Dataset extract:
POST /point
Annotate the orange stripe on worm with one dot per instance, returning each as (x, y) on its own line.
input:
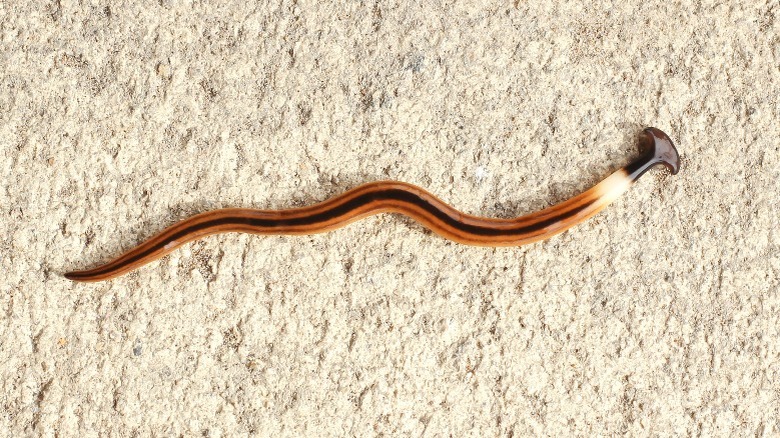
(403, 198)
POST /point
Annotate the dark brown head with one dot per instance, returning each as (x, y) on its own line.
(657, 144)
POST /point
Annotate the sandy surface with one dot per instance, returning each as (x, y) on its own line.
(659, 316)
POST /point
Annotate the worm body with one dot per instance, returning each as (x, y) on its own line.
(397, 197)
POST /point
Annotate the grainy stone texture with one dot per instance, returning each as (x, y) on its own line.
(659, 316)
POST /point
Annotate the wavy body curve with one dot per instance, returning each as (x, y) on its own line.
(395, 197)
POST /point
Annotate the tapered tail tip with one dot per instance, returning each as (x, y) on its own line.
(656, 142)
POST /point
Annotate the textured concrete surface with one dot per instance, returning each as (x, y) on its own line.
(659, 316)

--

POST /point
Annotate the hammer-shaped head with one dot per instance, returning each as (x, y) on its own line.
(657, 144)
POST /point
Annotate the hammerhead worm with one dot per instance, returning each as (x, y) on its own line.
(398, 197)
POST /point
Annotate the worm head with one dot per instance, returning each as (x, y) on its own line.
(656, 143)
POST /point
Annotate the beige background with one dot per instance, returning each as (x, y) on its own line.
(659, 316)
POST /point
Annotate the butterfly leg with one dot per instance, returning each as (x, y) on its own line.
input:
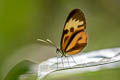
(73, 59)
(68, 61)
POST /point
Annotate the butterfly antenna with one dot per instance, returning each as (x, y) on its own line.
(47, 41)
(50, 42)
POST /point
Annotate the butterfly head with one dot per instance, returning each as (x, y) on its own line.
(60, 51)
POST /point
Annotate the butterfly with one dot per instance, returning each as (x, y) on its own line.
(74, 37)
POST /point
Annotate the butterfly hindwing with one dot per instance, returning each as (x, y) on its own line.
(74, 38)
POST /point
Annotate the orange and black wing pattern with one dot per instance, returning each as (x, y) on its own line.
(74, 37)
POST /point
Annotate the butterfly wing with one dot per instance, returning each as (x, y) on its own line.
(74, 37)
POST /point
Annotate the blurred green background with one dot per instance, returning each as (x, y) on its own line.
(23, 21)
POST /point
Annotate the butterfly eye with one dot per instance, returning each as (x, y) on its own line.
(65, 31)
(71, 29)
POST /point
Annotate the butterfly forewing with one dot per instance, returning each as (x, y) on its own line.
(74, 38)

What this task involves: Count the lines in the records above that contain the word "orange", and reply with that number alone.

Reply to the exercise: 2